:: What the exercise asks ::
Reproduce the passage of the outliner email thread from "Though some parts" to "so its possible.".

:: Given text ::
>> START

Though some parts of the approach are similar the implementation is very
different. Also to note, the IR outliner can be expanded to also outline
from multiple basic blocks. I've already prototyped the infrastructure for
outlining regions, so its possible.

Thanks,
  River Riddle

On Fri, Jul 21, 2017 at 2:24 AM, Evgeny Astigeevich <
Evgeny.Astigeevich at arm.com> wrote:
> Hi River,
>
>
> Do you know LLVM has the MachineOutliner pass (
> lib/CodeGen/MachineOutliner.cpp)?
>
> It would be interesting to compare your approach with it.
>
>
> Thanks,
>
> Evgeny Astigeevich
> ------------------------------
> *From:* llvm-dev <llvm-dev-bounces at lists.llvm.org> on behalf of
River
> Riddle via llvm-dev <llvm-dev at lists.llvm.org>
> *Sent:* Thursday, July 20, 2017 11:47:57 PM
> *To:* llvm-dev at lists.llvm.org
> *Subject:* [llvm-dev] [RFC] Add IR level interprocedural outliner for
> code size.
>
>
>  I’m River and I’m a compiler engineer at PlayStation. Recently, I’ve been
> working on an interprocedural outlining (code folding) pass for code size
> improvement at the IR level. We hit a couple of use cases that the current
> code size solutions didn’t handle well enough. Outlining is one of the
> avenues that seemed potentially beneficial.

>> END

(Stored data entries)
>> START

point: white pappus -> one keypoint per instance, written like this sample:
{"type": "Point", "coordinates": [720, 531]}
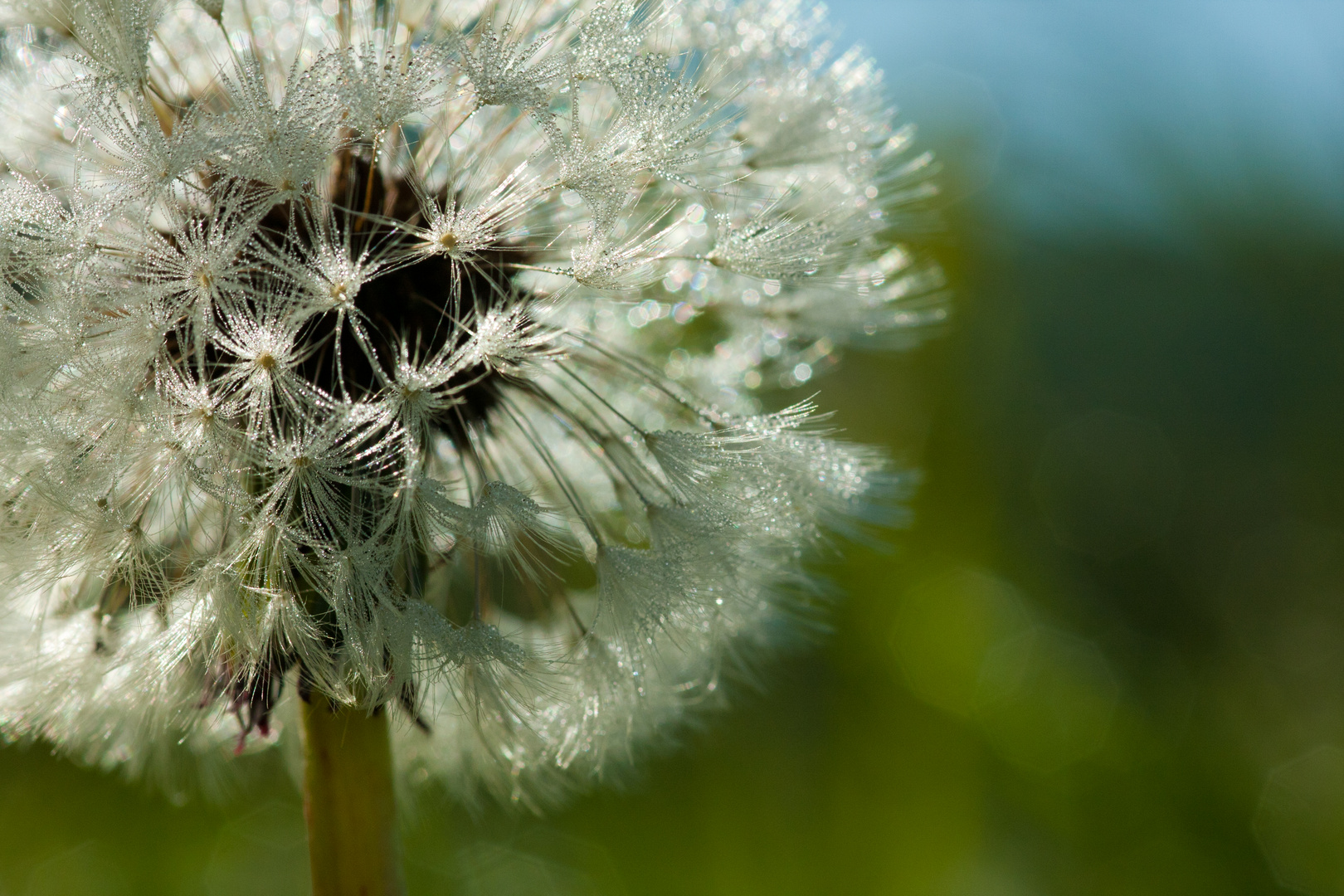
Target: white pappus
{"type": "Point", "coordinates": [407, 349]}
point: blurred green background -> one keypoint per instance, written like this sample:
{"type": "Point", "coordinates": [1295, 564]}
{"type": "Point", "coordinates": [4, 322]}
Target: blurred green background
{"type": "Point", "coordinates": [1108, 655]}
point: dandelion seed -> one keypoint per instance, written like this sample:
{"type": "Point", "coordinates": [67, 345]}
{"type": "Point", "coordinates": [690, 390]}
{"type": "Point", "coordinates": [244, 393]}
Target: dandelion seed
{"type": "Point", "coordinates": [339, 367]}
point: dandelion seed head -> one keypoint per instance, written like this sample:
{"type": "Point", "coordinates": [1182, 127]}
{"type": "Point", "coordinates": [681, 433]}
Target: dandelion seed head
{"type": "Point", "coordinates": [351, 353]}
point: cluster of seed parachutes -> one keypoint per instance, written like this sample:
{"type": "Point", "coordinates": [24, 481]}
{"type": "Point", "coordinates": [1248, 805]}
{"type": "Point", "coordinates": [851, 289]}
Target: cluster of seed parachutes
{"type": "Point", "coordinates": [409, 353]}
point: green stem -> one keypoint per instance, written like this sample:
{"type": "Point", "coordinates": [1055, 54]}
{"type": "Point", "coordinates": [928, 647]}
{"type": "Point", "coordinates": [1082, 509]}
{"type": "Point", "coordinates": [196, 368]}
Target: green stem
{"type": "Point", "coordinates": [348, 801]}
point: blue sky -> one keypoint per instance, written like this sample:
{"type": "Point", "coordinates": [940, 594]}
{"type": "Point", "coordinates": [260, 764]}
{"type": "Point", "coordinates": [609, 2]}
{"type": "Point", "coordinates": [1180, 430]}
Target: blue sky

>> END

:: Final result ::
Though some parts of the approach are similar the implementation is very
different. Also to note, the IR outliner can be expanded to also outline
from multiple basic blocks. I've already prototyped the infrastructure for
outlining regions, so its possible.